Work required: Rewrite the records below from the line containing "Spot the green" through the end, substituting "vial" for "bottle" and keeping everything else the same.

Exercise input:
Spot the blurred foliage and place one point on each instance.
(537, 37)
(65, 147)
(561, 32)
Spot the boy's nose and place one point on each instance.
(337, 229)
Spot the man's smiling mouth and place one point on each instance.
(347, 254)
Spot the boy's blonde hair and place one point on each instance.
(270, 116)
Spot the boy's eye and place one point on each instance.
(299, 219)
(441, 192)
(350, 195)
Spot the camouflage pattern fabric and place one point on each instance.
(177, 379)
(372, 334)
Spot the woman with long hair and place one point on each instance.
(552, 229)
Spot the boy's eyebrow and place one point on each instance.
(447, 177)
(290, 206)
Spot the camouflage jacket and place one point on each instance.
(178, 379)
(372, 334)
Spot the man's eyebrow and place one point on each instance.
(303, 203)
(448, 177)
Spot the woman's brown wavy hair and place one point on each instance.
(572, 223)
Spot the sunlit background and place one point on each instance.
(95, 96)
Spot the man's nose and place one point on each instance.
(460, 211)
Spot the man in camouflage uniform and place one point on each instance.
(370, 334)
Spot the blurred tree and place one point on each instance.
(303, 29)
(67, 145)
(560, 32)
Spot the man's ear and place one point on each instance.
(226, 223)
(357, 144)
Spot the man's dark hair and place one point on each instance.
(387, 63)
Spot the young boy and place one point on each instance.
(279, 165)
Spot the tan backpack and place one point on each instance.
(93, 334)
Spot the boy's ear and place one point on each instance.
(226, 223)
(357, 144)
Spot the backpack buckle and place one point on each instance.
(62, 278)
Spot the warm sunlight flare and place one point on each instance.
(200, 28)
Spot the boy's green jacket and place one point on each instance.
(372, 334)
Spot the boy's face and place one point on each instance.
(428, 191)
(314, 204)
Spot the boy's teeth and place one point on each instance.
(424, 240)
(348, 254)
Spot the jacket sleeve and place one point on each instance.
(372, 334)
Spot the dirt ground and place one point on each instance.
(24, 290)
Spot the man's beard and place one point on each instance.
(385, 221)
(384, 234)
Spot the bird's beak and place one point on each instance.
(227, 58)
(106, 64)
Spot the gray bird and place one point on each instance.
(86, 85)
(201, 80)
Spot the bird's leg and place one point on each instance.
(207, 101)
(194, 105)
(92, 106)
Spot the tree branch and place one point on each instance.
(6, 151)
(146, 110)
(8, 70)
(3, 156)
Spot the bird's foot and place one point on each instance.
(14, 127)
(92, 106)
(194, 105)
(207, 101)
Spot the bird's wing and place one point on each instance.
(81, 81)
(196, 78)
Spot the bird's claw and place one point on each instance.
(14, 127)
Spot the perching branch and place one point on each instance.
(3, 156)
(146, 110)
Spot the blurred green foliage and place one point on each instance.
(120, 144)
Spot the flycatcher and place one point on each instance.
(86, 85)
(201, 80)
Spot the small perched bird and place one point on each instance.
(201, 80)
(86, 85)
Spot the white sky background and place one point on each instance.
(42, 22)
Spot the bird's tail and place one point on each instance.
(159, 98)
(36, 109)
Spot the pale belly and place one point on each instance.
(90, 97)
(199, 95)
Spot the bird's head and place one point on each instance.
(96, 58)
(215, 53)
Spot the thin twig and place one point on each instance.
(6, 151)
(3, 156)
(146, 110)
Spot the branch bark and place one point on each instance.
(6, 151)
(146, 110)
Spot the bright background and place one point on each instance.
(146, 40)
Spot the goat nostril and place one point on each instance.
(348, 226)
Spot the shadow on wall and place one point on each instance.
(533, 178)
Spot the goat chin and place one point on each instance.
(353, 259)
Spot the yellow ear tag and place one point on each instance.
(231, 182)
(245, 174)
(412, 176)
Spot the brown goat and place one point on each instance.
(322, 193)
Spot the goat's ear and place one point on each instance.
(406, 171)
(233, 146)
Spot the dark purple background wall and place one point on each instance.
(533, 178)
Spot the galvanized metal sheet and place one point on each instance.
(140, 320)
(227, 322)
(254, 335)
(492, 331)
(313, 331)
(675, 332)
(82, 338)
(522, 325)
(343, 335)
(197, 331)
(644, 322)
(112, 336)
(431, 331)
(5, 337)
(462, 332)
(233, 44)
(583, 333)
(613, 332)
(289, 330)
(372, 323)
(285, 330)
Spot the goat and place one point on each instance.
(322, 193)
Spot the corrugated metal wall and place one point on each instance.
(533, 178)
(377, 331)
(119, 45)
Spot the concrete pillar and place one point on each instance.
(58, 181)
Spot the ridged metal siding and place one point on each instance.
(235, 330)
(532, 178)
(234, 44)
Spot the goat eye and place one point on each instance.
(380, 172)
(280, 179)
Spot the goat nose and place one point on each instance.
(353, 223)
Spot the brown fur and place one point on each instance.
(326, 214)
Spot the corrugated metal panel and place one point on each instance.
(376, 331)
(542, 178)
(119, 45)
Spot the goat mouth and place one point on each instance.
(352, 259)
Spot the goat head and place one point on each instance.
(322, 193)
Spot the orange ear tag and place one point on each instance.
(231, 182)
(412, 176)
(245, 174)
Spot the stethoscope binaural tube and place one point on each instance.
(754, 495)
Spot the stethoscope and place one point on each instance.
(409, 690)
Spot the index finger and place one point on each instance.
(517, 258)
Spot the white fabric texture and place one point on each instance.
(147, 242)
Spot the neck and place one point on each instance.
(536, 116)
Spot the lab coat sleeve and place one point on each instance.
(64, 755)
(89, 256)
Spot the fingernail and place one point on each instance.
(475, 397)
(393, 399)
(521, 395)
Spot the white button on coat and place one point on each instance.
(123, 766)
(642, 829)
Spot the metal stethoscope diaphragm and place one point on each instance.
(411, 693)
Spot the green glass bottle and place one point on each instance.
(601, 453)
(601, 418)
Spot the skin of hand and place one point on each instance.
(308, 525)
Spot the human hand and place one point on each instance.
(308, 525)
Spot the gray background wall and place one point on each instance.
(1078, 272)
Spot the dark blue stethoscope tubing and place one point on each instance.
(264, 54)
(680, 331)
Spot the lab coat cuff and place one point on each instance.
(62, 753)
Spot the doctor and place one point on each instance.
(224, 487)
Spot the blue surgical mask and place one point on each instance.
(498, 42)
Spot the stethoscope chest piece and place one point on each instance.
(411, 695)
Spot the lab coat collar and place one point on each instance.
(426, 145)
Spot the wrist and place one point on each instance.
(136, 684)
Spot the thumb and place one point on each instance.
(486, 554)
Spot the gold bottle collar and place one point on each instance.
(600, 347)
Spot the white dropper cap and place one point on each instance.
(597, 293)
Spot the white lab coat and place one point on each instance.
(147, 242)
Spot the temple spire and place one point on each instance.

Exercise solution:
Spot the green glass vial and place one point on each instance.
(601, 453)
(601, 418)
Spot the skin of hand and place one point on each instance.
(308, 525)
Spot the human hand and place one point on each instance.
(308, 525)
Spot the gray background wall and place one point on each instance.
(1078, 272)
Spot the dark blue stethoscope tubing and place one point on each instance.
(264, 54)
(680, 331)
Spot the lab coat cuff and place one point on each instance.
(62, 753)
Spot the doctor and place one point on each instance.
(224, 487)
Spot the blue surgical mask and place one point on each instance.
(498, 42)
Spot the stethoscope chest piece and place one point on each instance.
(411, 695)
Spot the lab coat collar and place one point on each instance.
(426, 145)
Spot the wrist and place one point on each instance.
(136, 684)
Spot the thumb and place one point on each instance.
(486, 554)
Spot the gold vial collar and place one point on each instance.
(600, 347)
Spot the white dropper cap and place one point on each instance.
(597, 293)
Spot the white lab coat and place one point on each instance.
(147, 242)
Spot the temple spire and place one point on each instance.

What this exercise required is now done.